**Set exercise:** Reproduce every item below word for word, keeping each line in its original order.

══ Given data ══

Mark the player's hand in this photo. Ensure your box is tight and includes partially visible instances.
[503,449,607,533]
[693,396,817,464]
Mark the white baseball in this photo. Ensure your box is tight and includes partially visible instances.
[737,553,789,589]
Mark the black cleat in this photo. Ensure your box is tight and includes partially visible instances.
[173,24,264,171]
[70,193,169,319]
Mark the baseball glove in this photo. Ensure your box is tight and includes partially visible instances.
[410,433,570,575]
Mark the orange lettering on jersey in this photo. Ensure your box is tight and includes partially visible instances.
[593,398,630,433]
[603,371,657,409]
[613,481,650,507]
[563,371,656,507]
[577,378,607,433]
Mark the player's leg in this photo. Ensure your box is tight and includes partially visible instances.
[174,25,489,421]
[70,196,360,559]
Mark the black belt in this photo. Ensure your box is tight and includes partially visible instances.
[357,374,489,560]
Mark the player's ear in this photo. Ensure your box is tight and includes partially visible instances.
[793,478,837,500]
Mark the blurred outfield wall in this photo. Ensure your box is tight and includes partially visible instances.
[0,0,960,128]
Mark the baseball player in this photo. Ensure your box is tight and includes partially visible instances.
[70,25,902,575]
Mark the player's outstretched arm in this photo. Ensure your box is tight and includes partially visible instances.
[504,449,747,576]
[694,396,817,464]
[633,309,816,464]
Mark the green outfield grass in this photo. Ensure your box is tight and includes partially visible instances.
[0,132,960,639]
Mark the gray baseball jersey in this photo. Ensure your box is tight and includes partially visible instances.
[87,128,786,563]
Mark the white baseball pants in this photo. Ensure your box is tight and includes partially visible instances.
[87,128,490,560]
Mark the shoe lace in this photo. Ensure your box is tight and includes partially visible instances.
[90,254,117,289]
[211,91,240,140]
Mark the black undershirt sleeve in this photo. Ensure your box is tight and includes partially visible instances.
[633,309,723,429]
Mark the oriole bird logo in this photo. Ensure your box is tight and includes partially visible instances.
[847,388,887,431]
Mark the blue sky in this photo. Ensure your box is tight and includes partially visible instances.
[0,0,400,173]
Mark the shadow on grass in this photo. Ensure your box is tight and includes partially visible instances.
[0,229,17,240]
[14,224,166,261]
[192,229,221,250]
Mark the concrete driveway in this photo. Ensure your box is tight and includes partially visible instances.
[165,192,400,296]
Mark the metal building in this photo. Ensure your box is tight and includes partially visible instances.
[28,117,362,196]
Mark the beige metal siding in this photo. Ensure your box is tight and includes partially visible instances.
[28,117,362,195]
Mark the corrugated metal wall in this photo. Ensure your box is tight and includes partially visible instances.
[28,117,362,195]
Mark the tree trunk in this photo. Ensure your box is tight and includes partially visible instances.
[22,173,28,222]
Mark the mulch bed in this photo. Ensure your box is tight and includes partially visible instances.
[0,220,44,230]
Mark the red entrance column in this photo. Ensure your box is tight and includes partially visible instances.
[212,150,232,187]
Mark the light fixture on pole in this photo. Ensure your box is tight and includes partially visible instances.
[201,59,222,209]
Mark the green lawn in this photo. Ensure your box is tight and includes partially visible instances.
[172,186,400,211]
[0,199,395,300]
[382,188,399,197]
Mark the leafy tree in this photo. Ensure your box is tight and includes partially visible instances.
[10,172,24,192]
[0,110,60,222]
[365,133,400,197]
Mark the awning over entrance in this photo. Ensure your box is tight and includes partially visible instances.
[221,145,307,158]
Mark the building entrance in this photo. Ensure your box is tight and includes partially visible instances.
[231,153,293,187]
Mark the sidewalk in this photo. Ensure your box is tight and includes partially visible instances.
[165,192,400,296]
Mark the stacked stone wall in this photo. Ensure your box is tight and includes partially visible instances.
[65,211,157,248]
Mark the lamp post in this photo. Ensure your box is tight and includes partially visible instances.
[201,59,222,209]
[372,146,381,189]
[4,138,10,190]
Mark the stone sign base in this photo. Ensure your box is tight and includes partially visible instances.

═══

**The solution:**
Mark the player's hand in this photo. Ensure your box is tight and includes partially visible instances.
[503,449,607,533]
[693,396,817,464]
Mark the white baseball in this photo. Ensure your box is tight and includes partially visible instances.
[737,553,789,589]
Mark the black cleat in this photo. Ensure your box is tight and includes partially visible instances.
[173,24,264,171]
[70,193,169,319]
Mark the baseball glove in this photo. Ensure your box is tight and includes partially visible instances.
[410,433,570,575]
Mark the orange lettering on jersey in this photo. Ensure your box is tight and includes partially visible instances.
[593,398,630,433]
[603,371,657,409]
[613,481,650,507]
[563,371,656,507]
[577,378,607,433]
Mark the player's leg in this photo. Ensure your box is tight and includes partially visible instances.
[174,25,489,421]
[70,196,360,559]
Mark the black belt in this photo. Ensure your box is tight and includes partially visible instances.
[357,374,489,560]
Mark the player's ear in this photo. Ensure your box is tight and includes partially visible instances.
[793,478,837,500]
Mark the blurred outfield wall in this photo. Ensure your box is tight and includes partially visible instances.
[0,0,960,128]
Mark the baseball player in this photo. Ensure your box is tight and includes partially visible instances.
[70,25,902,575]
Mark the player's outstretched arm in this photo. Ensure your box is tight and includes partially visible instances.
[504,449,747,576]
[694,396,817,464]
[633,309,816,464]
Mark the green outfield grass in this photo. Ensure your box is tight and includes partially visible instances.
[0,132,960,639]
Mark the gray baseball jersey in this photo. Ensure your box is tight and includes partially visible instances.
[87,128,786,563]
Mark the white baseball pants in this photo. Ensure your box is tight and includes partially visible instances.
[87,128,490,560]
Mark the shoe lace in this photo. Ensure your box is tight and includes partially visible instances.
[90,254,117,289]
[211,91,240,140]
Mark the black undershirt sleeve in this photo. Ensure your box is tight and includes partially visible instances.
[633,309,723,429]
Mark the oriole bird logo in this photo. Ensure your box is tight and includes partially visible instances.
[847,388,887,431]
Mark the blue sky in this photo. Ensure your box is tight and includes partially visible instances.
[0,0,400,173]
Mark the shadow on grass in this photo. Ensure your box is tight and includes partially visible instances.
[0,229,17,240]
[14,224,166,261]
[192,229,221,250]
Mark the concrete driveway in this photo. Ensure your box is tight and includes partially visible instances.
[165,192,400,296]
Mark the metal building in this photo. Ensure your box is tight and includes partially visible instances.
[28,117,362,196]
Mark the beige metal siding in this photo. Ensure your box is tight and includes partially visible instances.
[28,117,362,195]
Mark the corrugated metal wall in this photo. Ensure your box is tight and includes partially visible instances.
[28,117,362,195]
Mark the tree trunk in this photo. Ensure your box is tight and includes partially visible instances.
[22,173,28,222]
Mark the mulch bed in this photo. Ensure your box is tight and includes partially visible instances.
[0,220,44,230]
Mark the red entrance column in this photo. Ensure your box is tight and includes partially visible instances.
[212,150,232,187]
Mark the light fixture on pole in this photo. Ensure your box is tight and includes partially visible instances.
[201,59,222,209]
Mark the green lawn in this photo. Ensure your box is tight and includes partially visible instances.
[172,186,400,211]
[0,199,395,300]
[382,188,399,197]
Mark the leafy tree in this photo. Ensure your box is tight and includes partially visible instances.
[10,172,24,192]
[0,110,60,222]
[365,133,400,197]
Mark the awning over entrance in this photo. Ensure your box is tight and includes partially visible instances.
[221,145,307,158]
Mark the building entrance in this photo. Ensure your box is tight and includes partially visible instances.
[231,153,293,187]
Mark the sidewalk in this photo. Ensure your box is tight and includes partially visible instances.
[165,192,400,296]
Mark the stacked stone wall in this photo. Ensure your box is tight and includes partially visible instances.
[65,211,157,248]
Mark the lamp post in this photo. Ensure your box is tight and includes partially visible instances.
[201,59,222,209]
[372,146,381,189]
[4,138,10,190]
Mark the stone sign base in this photo. Ensure your box is tight and includes partially visible instances.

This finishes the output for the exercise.